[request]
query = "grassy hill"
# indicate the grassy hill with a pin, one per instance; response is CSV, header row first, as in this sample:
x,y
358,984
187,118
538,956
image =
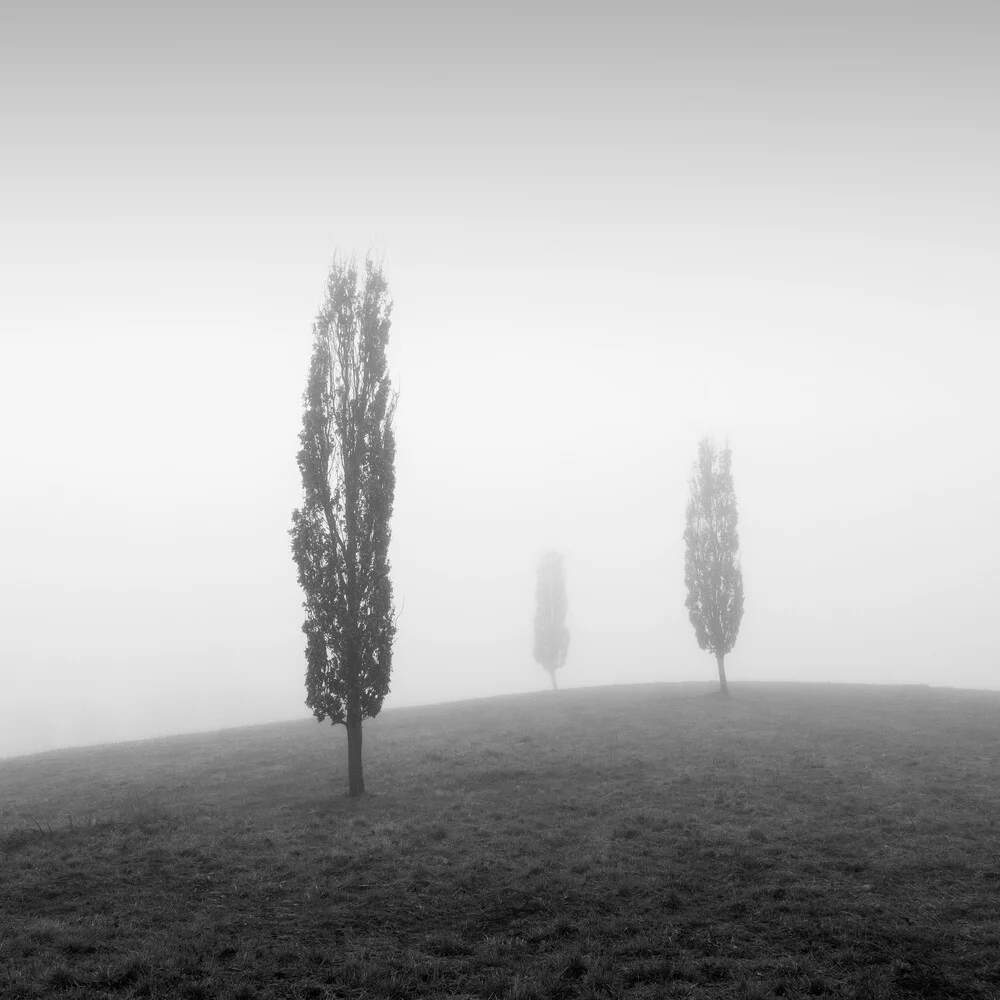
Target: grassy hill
x,y
648,841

Problem details
Reproduce the data above line for line with no changes, leaving out the picture.

Response below
[request]
query = "grassy hill"
# indicate the grassy hill with a pin, one per instance; response is CSV, header row first, as in this sample:
x,y
358,984
187,118
538,956
image =
Target: grassy hill
x,y
648,841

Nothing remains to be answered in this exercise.